Entries provided
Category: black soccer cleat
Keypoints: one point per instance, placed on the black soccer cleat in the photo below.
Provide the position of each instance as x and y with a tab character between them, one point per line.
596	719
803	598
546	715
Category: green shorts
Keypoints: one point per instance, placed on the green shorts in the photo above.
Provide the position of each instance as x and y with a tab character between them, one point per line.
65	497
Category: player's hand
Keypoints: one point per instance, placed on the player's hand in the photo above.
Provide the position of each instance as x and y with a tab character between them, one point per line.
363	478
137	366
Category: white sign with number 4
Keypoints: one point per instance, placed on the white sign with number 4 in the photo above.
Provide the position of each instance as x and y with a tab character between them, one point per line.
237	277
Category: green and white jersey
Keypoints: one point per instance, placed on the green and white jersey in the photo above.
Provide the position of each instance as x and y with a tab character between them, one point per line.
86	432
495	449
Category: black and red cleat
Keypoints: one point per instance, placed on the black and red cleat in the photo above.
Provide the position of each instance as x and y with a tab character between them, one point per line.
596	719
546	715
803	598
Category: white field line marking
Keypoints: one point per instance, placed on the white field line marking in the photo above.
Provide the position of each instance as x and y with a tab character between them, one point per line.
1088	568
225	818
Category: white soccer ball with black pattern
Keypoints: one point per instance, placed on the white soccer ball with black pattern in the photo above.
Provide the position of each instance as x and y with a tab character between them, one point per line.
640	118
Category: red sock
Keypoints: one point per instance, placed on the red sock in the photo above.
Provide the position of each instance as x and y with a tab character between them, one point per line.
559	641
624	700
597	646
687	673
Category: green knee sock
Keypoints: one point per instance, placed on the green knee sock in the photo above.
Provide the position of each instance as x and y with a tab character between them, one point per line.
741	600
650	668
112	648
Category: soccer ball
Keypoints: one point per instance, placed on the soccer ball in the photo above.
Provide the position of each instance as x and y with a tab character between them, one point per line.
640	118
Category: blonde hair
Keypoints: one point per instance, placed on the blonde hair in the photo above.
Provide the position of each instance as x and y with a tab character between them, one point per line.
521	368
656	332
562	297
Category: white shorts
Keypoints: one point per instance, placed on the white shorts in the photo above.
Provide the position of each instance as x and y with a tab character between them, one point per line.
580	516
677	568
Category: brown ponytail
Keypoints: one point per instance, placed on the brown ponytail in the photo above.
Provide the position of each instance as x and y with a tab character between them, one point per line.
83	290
...
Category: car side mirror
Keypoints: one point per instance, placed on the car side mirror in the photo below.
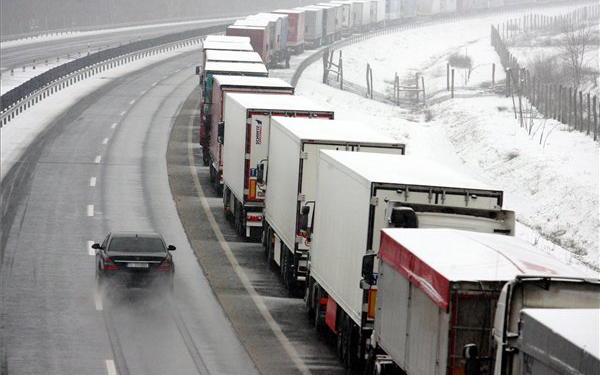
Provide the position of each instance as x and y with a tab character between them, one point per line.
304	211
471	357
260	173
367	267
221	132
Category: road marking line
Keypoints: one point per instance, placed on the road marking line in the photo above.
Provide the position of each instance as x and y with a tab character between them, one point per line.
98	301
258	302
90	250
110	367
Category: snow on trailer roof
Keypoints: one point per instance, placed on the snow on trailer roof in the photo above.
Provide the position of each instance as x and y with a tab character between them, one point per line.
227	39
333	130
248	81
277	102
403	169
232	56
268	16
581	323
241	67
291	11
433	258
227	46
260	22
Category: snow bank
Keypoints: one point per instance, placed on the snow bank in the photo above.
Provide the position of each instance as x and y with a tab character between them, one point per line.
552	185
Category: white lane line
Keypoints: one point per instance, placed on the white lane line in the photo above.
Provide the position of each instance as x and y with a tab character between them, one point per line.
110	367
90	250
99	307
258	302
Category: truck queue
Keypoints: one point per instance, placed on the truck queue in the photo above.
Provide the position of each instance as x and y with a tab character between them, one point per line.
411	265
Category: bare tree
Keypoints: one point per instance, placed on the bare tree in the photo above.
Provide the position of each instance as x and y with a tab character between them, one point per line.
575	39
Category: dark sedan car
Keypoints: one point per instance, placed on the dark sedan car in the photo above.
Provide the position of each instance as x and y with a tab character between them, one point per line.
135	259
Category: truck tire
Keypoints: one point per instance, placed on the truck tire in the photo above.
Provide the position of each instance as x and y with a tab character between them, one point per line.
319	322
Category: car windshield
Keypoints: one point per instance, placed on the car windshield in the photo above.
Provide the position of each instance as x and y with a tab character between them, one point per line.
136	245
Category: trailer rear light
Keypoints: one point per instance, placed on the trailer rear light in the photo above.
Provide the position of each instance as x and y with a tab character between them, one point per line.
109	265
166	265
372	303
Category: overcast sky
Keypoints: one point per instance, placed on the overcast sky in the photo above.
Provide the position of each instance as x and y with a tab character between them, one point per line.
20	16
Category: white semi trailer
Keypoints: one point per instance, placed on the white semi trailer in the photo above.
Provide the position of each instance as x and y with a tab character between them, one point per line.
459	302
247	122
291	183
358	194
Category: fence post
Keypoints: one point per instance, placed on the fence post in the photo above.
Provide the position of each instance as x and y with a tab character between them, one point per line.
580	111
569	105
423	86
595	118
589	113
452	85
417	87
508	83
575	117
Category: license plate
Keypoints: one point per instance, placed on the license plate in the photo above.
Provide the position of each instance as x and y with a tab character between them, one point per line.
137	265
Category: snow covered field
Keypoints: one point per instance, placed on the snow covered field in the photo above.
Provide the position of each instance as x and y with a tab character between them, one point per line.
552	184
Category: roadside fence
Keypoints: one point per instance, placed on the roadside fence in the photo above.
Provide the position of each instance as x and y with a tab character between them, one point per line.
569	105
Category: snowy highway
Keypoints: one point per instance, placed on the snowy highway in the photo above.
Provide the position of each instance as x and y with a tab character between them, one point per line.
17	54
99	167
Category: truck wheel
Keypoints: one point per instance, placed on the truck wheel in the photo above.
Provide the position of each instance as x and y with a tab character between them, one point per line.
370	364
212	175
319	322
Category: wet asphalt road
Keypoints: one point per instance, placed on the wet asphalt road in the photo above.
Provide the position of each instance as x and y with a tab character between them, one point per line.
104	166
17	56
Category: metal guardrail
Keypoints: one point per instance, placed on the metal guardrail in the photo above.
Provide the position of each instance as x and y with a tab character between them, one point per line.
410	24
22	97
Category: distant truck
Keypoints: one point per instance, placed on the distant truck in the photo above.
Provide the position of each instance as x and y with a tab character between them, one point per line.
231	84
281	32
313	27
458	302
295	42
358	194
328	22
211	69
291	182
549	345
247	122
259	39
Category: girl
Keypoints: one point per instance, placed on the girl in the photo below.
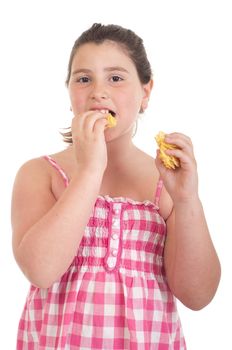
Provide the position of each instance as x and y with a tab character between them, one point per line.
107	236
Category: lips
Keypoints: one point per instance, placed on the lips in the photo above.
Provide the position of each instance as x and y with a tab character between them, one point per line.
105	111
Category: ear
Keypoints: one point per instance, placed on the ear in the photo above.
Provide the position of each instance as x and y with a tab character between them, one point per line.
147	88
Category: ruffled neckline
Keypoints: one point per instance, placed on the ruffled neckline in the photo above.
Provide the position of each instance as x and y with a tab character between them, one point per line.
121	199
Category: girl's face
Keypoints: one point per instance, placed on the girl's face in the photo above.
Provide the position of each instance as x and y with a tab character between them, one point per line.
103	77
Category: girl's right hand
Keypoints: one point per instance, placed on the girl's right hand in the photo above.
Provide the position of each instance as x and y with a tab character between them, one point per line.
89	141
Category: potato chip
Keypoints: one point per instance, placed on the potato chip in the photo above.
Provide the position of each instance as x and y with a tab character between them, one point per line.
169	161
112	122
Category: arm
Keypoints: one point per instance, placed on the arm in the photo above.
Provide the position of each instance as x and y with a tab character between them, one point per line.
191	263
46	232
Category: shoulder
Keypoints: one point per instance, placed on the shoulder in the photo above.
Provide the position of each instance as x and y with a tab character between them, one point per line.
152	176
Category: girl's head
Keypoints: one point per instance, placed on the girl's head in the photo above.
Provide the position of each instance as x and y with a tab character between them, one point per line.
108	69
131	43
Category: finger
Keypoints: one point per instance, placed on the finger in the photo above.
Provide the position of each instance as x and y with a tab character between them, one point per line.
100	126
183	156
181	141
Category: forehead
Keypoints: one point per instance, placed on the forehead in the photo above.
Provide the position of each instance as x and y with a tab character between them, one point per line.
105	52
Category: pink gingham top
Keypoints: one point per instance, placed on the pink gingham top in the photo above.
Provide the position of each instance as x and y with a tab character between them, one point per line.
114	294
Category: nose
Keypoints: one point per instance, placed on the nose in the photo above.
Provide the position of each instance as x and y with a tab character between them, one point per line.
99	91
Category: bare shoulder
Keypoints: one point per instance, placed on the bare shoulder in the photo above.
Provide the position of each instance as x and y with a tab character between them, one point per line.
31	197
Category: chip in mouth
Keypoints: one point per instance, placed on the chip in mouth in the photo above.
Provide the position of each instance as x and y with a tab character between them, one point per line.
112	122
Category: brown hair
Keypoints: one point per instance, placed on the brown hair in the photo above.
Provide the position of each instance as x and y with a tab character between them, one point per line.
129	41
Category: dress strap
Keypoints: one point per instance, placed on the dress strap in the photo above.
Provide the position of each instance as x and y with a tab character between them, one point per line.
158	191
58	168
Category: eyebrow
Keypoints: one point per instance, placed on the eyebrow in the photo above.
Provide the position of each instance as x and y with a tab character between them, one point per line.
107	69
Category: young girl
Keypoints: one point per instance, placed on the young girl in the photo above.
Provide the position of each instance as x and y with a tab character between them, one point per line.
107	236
--
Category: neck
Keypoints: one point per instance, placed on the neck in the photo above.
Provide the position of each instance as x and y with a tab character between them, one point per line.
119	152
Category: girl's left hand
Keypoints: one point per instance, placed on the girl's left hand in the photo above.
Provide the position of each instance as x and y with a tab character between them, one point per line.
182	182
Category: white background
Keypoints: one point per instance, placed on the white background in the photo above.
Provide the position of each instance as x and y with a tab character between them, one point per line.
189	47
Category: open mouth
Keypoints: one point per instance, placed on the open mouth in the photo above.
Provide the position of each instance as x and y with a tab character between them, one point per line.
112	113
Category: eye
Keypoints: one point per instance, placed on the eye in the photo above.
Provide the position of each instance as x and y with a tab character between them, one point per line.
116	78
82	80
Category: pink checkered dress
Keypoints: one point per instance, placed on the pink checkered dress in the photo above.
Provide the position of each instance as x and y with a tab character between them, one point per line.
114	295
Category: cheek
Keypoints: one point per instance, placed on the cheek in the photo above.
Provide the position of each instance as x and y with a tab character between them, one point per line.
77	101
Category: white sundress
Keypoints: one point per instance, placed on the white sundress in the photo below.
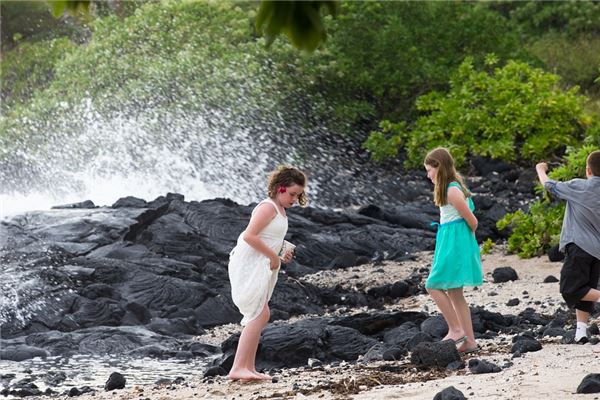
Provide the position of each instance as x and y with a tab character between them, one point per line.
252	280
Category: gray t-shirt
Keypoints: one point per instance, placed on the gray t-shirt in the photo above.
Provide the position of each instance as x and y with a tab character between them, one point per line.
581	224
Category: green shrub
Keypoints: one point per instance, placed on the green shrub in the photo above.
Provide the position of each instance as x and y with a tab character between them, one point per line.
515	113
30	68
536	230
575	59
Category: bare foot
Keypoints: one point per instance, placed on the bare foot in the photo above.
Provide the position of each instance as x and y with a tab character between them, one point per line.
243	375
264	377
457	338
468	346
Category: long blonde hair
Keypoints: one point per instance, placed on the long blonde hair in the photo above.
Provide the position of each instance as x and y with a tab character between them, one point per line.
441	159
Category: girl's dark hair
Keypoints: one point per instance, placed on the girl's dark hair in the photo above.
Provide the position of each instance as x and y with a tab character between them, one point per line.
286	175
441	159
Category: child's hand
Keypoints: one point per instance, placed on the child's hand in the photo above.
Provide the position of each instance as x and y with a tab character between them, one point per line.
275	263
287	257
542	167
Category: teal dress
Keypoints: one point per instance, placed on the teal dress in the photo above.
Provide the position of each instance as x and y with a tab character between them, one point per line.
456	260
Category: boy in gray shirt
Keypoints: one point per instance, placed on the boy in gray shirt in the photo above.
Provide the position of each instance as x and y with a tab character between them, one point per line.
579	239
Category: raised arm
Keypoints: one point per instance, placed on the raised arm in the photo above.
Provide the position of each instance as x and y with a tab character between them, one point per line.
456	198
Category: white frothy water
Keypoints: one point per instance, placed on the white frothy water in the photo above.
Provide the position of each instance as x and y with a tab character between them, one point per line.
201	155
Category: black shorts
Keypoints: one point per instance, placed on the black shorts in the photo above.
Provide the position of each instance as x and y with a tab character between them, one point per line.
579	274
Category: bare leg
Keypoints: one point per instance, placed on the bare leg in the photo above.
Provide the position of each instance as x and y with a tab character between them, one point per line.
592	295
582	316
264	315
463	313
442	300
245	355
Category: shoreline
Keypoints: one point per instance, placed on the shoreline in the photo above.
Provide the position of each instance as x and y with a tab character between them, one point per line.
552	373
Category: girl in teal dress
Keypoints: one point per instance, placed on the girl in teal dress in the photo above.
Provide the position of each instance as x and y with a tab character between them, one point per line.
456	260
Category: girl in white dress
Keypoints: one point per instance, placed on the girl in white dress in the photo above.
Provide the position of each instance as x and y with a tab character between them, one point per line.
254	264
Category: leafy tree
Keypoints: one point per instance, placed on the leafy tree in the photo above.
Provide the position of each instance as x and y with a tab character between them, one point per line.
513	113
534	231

What you are asked to do
Please give back exactly the lines of this listing beginning at the line with "Category: ear" and ending with the line with "Keypoints: one point per instance, placed on the girl's face", both included, and nothing else.

Written response
Category: ear
Keypoints: one point per instance, placed on the ear in the photo above.
Provide the position of each instance as x and y with a tab character between them, one point per line.
147	88
Category: ruffled neckline
Keypoints: one point per instance, placed on the ruffled neckline in the photo above.
Provide the position of each instance as x and y with a tab character between them, one point per line.
121	199
Category: girl's face
Keypoints: one point per instance, placed on the girl's face in the photo above.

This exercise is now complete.